Rabbit needs a wash…

Rabbit needs a Wash.

“That thing stinks and it needs a wash!” I exclaimed.

…………………………………………………………………………

Stop, stop, stop.

Get your minds out of the gutter people, I’m not talking about any Ann Summers Rabbit related stuff of the Rampant kind here (you filthy lot) I’m talking about my middle son’s beloved soft toy!

Crikey…you guys! 😉

Zak, my middle one, loves his Cuddly Rabbit so much it is nigh on impossible to get the wretched thing into the washing machine.

Actually, the last time I washed his beloved Rabbit, when I went to remove it from the washing it was minus an arm. Oops. Spot the mummy who isn’t fully qualified in laundry and clearly didn’t get her Washer-woman badge at Brownies (I did get my hostess badge though, so if you want a cup of tea bought to you on a tray with a basket I made from weaved paper and a curtsey at the end, I’m your gal!).

→ **Exercise details**
Reproduce the whole piece above about washing a son's cuddly toy rabbit word for word, from its title to its final line.

→ **Given information**
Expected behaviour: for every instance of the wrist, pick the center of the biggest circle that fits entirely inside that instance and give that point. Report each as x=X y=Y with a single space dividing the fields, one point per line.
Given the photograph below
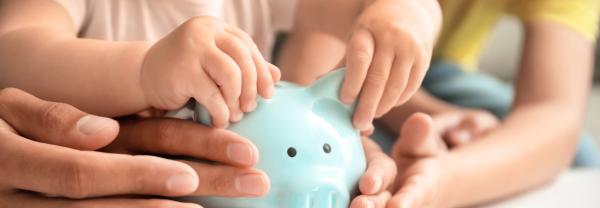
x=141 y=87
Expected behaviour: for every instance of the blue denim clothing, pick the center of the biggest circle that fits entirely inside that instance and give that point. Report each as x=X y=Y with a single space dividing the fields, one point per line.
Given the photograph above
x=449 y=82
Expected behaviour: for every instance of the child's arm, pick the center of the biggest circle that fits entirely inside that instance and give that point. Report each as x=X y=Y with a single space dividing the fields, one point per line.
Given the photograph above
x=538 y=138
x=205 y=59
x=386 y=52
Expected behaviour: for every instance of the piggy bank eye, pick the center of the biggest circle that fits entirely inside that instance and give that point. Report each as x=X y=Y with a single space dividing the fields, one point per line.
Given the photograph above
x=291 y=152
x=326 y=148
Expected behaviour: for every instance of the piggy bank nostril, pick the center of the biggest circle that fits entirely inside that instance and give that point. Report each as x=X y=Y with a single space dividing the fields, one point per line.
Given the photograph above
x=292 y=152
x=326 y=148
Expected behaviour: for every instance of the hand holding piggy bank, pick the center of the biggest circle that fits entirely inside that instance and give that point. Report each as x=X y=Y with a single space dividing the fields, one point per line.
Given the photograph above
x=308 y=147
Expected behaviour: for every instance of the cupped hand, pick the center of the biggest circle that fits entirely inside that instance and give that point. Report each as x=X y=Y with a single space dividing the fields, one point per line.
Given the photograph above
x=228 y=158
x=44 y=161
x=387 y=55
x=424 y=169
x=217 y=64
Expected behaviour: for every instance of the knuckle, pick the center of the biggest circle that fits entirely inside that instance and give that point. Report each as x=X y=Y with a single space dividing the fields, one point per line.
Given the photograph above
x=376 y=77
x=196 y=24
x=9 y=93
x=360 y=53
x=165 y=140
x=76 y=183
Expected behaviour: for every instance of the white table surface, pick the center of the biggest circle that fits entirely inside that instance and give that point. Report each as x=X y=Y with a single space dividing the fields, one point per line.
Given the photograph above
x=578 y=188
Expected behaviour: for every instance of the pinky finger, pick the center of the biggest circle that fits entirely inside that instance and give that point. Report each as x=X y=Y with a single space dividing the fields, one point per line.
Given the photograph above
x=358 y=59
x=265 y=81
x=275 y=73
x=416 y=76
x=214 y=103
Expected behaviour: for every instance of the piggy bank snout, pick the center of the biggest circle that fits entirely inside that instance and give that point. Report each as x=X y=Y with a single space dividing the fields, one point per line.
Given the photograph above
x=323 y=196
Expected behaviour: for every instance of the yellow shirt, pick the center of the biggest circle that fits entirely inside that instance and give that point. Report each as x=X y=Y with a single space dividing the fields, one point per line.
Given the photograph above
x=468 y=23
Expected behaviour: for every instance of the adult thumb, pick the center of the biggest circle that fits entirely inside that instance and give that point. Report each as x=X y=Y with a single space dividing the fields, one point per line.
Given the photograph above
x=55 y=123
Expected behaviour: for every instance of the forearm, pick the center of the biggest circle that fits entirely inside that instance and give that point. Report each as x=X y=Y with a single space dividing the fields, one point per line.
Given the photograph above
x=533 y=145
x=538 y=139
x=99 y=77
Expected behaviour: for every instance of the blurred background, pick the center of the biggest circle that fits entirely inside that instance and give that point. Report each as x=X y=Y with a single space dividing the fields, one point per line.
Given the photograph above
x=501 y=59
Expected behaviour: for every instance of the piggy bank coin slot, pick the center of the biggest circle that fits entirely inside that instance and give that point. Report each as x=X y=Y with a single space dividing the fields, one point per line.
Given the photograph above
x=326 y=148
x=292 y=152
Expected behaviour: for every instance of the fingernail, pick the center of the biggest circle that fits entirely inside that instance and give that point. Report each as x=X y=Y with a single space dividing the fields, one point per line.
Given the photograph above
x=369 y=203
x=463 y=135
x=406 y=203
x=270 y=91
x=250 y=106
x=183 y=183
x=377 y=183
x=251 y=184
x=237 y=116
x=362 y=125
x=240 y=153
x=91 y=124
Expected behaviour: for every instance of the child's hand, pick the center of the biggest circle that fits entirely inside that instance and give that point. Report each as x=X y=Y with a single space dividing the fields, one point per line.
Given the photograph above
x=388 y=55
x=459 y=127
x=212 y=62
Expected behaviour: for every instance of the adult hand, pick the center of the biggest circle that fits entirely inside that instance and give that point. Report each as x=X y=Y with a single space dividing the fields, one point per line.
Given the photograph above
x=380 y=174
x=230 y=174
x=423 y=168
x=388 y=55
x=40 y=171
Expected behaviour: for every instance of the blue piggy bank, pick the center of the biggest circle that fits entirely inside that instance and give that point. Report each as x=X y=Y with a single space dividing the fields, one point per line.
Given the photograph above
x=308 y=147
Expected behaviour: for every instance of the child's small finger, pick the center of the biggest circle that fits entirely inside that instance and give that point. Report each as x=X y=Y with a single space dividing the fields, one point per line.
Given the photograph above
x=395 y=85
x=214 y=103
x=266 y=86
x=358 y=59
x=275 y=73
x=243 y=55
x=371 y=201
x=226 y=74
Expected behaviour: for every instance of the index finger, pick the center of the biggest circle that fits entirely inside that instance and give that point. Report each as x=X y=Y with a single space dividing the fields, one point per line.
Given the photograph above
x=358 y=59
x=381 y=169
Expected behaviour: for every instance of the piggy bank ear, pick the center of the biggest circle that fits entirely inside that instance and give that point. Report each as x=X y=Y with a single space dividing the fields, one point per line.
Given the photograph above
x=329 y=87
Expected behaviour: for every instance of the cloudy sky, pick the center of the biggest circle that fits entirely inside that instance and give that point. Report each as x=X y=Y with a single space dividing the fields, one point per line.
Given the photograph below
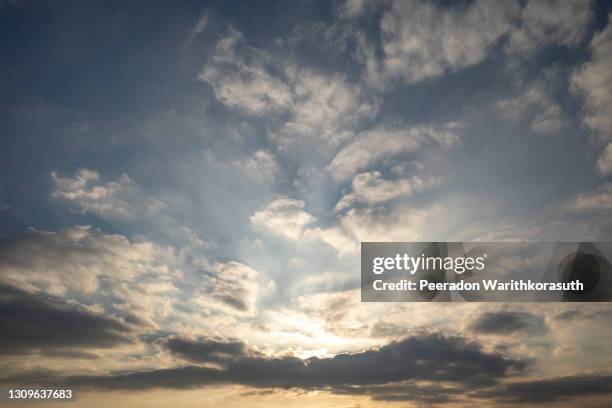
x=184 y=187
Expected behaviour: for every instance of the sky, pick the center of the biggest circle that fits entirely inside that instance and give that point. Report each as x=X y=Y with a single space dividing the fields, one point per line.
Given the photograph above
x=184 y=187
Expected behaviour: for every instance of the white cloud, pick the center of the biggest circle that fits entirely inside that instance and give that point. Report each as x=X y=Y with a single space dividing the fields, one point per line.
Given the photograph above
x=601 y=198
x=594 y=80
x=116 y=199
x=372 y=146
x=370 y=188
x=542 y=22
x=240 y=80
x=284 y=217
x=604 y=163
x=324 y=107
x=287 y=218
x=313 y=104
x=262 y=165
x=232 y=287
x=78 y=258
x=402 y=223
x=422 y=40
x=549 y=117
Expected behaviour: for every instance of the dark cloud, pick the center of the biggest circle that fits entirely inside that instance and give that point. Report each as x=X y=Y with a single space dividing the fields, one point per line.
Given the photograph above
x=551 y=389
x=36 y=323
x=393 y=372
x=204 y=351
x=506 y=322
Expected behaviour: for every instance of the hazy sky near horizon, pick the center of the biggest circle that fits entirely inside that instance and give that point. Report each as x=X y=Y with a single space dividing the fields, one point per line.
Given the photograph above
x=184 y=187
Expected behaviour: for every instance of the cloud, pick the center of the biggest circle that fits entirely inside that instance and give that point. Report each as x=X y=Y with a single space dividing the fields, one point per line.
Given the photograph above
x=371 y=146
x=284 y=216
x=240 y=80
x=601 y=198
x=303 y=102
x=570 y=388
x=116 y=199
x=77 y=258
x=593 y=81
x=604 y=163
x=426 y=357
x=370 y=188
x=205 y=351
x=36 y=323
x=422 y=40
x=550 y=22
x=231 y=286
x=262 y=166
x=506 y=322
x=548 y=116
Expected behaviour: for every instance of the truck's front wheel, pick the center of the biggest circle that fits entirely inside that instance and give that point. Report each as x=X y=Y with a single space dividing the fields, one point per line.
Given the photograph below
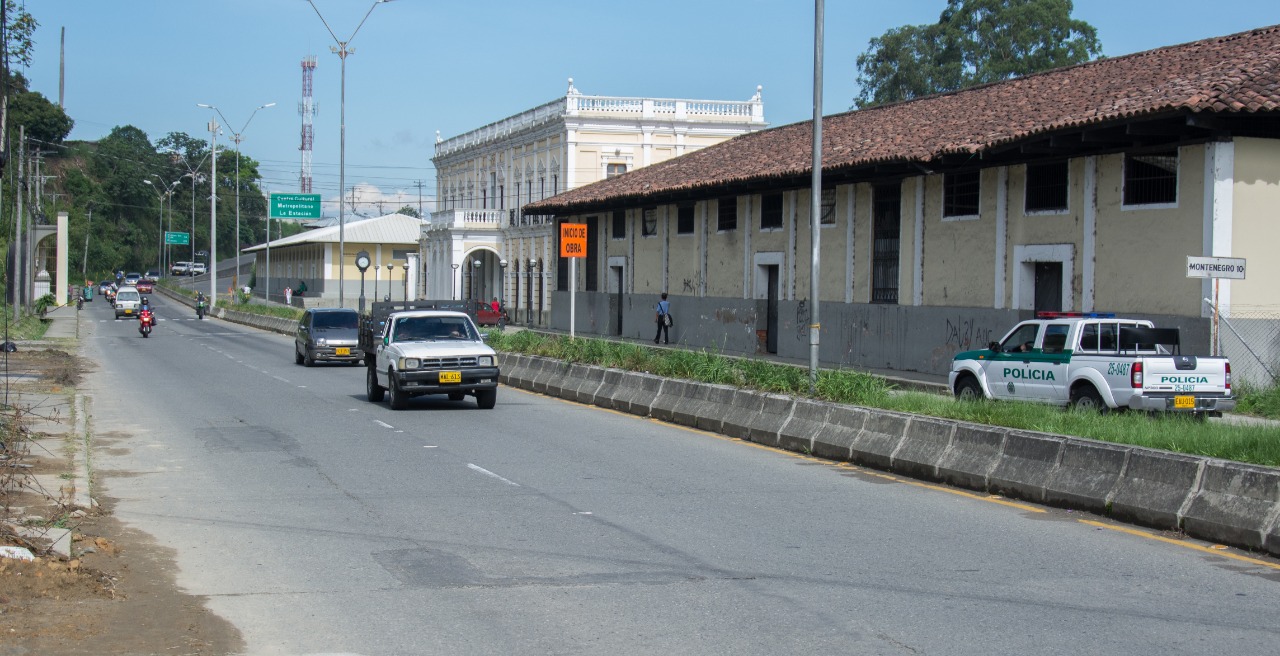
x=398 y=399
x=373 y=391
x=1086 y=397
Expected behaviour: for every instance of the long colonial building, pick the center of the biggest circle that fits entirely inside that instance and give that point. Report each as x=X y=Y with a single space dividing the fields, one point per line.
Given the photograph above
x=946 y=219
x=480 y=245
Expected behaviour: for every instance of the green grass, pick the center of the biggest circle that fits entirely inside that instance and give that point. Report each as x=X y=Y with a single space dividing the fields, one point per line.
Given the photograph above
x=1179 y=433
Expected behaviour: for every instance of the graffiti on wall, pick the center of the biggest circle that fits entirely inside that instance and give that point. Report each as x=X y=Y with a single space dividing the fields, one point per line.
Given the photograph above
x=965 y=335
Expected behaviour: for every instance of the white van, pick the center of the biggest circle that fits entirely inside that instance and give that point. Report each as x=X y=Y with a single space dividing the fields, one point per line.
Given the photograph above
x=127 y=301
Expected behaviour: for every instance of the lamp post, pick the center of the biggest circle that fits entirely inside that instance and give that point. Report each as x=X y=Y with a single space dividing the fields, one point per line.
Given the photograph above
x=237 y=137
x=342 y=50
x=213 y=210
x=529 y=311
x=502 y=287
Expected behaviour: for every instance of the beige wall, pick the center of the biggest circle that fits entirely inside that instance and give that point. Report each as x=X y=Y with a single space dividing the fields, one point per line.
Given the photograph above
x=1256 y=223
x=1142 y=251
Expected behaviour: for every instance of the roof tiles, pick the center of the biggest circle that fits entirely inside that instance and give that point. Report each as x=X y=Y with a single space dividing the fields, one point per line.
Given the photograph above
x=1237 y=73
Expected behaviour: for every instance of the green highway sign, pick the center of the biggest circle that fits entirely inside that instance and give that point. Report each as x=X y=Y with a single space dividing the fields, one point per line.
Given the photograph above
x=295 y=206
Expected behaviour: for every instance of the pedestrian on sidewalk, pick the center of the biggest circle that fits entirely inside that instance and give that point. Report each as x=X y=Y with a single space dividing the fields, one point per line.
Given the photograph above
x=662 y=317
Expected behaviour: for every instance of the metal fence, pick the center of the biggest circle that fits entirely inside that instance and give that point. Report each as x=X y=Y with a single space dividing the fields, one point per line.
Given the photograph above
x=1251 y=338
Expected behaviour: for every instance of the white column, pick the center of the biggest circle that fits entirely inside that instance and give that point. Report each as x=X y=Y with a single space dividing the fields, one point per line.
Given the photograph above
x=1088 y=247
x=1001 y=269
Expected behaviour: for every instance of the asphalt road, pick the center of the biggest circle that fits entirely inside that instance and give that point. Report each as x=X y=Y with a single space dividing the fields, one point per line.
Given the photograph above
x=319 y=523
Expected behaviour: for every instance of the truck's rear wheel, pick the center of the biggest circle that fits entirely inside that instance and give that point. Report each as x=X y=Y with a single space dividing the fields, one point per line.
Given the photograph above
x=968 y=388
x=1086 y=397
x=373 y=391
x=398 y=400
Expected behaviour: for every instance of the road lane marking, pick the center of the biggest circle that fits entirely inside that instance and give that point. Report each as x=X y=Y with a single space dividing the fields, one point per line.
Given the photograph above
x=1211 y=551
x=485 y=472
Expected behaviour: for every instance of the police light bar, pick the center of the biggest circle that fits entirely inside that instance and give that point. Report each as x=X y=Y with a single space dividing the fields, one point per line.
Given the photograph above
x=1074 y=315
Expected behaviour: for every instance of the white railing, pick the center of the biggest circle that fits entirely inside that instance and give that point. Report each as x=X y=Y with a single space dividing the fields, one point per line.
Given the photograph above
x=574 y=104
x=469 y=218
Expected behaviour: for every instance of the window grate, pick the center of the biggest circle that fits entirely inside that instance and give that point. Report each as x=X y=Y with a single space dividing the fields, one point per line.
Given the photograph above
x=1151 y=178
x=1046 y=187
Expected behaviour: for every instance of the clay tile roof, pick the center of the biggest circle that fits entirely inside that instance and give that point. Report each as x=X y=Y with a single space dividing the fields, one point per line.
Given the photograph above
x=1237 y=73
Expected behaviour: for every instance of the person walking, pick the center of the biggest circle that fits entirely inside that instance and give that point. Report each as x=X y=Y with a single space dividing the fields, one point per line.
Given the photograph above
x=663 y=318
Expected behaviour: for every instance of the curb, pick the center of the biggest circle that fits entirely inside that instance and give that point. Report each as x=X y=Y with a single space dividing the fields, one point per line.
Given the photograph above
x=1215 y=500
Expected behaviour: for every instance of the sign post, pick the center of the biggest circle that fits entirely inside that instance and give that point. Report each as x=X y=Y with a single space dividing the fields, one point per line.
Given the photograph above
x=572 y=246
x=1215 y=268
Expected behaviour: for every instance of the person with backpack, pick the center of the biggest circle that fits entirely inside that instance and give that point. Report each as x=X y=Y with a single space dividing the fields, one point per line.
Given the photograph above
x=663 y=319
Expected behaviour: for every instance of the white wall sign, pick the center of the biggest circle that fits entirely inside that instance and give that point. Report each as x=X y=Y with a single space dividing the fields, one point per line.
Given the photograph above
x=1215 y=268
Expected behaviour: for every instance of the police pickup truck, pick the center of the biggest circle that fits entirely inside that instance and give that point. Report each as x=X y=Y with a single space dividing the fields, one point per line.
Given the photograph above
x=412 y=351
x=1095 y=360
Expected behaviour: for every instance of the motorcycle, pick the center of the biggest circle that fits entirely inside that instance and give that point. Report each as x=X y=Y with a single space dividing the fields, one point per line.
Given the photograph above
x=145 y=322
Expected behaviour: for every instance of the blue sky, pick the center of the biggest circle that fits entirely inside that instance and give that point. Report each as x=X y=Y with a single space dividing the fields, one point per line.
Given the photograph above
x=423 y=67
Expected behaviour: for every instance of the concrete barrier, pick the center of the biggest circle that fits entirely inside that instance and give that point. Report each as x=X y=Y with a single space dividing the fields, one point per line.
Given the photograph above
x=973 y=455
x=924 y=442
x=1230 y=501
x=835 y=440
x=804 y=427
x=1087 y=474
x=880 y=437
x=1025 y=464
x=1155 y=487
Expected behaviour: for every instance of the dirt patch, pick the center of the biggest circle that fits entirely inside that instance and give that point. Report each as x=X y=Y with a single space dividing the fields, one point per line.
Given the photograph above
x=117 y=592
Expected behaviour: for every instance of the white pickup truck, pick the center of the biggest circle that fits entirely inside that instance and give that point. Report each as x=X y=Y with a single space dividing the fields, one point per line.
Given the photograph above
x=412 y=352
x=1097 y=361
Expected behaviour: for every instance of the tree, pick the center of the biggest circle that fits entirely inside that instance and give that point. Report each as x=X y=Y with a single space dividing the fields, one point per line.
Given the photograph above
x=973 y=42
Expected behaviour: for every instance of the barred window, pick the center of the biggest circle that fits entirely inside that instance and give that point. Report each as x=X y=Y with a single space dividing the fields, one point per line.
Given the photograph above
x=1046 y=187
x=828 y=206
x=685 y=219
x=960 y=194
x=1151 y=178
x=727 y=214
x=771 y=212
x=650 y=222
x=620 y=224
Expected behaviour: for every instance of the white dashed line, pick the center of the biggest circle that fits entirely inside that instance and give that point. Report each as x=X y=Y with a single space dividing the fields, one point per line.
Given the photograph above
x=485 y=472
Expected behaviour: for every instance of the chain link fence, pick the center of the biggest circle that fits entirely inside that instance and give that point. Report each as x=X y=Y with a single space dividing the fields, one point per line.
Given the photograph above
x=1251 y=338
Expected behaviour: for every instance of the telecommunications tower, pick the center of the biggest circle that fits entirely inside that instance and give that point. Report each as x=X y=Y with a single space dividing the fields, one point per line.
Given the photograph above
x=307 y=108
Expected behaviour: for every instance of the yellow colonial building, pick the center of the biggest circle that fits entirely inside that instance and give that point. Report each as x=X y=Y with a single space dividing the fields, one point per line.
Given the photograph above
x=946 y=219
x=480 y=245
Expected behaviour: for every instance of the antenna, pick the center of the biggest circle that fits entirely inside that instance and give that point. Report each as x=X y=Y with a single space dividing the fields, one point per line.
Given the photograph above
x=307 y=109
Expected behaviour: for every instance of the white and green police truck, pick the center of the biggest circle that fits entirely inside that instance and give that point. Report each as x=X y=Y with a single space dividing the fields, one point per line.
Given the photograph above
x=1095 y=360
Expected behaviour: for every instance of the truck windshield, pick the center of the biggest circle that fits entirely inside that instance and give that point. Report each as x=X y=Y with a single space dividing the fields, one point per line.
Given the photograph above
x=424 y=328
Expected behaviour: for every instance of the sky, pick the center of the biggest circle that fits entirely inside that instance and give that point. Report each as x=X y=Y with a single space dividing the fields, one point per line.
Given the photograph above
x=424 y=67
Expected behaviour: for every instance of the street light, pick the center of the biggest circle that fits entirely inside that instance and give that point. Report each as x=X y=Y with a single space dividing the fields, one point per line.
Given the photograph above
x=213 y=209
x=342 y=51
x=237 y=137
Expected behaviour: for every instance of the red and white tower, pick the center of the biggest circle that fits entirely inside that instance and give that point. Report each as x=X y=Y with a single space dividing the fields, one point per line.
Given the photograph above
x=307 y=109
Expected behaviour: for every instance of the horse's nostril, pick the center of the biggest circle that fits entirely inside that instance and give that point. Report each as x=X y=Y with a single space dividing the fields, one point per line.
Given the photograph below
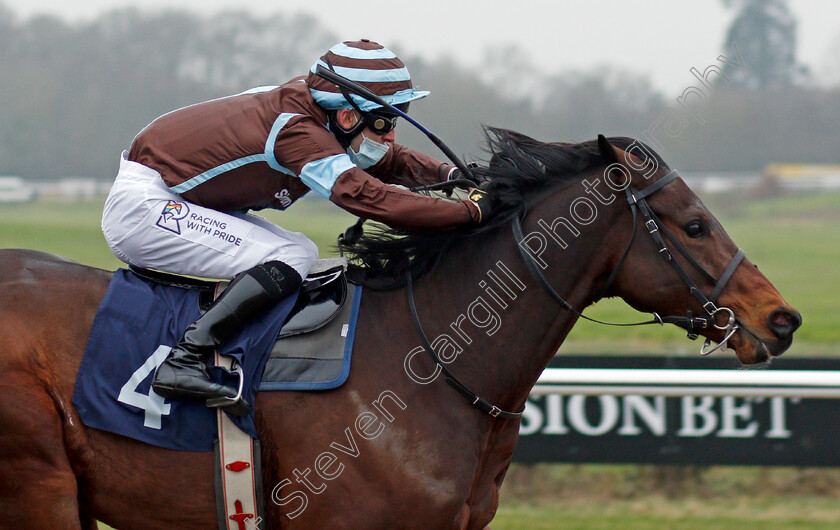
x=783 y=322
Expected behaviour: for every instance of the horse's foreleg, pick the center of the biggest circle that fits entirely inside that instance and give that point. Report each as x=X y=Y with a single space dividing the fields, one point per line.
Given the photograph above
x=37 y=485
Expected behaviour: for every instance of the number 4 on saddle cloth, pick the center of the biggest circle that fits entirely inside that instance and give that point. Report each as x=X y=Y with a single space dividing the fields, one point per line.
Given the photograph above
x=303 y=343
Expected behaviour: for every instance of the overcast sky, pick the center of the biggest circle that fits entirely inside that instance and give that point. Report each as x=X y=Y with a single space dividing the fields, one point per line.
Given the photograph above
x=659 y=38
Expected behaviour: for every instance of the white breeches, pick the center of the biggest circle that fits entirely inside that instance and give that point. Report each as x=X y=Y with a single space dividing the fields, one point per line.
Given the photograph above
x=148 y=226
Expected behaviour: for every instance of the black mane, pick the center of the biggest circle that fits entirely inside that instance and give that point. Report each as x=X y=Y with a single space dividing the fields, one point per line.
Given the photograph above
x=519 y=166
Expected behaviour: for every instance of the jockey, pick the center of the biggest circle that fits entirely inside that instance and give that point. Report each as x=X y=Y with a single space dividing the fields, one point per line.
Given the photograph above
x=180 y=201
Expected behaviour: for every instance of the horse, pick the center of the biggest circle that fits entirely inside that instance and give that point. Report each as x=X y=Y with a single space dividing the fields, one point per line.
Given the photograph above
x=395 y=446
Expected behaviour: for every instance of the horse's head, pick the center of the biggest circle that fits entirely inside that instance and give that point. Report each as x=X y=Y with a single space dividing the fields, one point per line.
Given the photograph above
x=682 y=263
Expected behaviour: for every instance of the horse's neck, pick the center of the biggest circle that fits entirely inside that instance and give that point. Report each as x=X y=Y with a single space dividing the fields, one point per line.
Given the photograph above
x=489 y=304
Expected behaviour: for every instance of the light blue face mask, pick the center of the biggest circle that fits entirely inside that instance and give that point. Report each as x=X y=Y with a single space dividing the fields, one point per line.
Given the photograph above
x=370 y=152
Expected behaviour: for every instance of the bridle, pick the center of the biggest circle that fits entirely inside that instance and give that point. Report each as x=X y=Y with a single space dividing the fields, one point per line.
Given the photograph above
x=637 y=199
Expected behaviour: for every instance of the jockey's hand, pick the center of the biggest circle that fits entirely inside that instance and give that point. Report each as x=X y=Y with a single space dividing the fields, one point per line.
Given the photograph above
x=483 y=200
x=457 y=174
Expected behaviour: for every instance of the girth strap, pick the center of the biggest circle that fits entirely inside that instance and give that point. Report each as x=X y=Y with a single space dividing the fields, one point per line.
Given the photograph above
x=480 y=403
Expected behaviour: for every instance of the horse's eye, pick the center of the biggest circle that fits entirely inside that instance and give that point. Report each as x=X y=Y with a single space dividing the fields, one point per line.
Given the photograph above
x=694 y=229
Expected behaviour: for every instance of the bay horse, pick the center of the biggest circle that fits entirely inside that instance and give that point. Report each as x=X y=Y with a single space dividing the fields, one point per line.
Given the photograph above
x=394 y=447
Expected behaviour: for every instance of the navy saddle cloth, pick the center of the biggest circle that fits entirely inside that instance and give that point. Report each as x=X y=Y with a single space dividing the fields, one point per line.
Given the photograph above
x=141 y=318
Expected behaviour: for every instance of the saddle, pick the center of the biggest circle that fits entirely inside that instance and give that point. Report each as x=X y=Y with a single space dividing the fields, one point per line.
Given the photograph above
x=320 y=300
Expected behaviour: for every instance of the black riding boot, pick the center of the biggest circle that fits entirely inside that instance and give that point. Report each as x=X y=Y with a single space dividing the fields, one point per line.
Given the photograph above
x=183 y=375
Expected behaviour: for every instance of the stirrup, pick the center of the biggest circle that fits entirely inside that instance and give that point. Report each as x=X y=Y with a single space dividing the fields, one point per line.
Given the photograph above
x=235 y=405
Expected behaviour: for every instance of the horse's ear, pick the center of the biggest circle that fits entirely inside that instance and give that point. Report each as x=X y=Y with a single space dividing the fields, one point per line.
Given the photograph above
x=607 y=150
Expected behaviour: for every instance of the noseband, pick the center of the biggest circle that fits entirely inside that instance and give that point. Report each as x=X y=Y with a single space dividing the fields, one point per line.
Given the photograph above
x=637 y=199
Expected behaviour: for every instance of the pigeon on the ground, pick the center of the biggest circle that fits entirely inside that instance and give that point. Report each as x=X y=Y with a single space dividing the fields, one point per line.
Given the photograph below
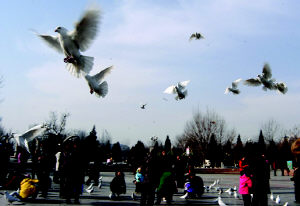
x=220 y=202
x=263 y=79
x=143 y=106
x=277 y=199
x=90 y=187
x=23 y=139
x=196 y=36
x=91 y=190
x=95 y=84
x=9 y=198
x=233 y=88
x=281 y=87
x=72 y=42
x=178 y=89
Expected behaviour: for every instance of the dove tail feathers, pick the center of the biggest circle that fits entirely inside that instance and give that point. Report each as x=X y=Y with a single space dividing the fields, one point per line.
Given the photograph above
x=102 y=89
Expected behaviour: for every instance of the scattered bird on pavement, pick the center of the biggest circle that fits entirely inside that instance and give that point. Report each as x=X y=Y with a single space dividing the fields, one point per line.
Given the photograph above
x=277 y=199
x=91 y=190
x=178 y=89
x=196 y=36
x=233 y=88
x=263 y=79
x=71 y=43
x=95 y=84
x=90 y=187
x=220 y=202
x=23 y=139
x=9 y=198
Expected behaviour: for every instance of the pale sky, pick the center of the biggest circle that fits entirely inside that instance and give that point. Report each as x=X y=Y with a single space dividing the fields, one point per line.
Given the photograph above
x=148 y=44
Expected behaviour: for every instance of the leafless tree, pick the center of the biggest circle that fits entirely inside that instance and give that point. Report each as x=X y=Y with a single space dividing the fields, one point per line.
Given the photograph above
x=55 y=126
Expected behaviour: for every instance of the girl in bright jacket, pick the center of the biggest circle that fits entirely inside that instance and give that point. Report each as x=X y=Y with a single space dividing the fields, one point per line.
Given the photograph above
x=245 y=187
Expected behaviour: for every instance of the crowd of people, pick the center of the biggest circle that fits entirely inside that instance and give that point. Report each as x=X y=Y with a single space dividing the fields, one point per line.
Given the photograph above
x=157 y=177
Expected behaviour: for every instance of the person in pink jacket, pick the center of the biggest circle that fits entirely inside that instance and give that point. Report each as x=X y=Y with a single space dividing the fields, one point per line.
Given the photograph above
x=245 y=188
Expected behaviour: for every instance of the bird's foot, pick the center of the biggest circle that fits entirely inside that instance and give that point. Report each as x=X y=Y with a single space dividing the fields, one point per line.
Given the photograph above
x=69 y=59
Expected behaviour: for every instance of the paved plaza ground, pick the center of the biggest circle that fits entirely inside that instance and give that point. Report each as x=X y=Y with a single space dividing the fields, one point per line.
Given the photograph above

→ **Completed task**
Rabbit needs a wash…

Rabbit needs a Wash.

“That thing stinks and it needs a wash!” I exclaimed.

…………………………………………………………………………

Stop, stop, stop.

Get your minds out of the gutter people, I’m not talking about any Ann Summers Rabbit related stuff of the Rampant kind here (you filthy lot) I’m talking about my middle son’s beloved soft toy!

Crikey…you guys! 😉

Zak, my middle one, loves his Cuddly Rabbit so much it is nigh on impossible to get the wretched thing into the washing machine.

Actually, the last time I washed his beloved Rabbit, when I went to remove it from the washing it was minus an arm. Oops. Spot the mummy who isn’t fully qualified in laundry and clearly didn’t get her Washer-woman badge at Brownies (I did get my hostess badge though, so if you want a cup of tea bought to you on a tray with a basket I made from weaved paper and a curtsey at the end, I’m your gal!).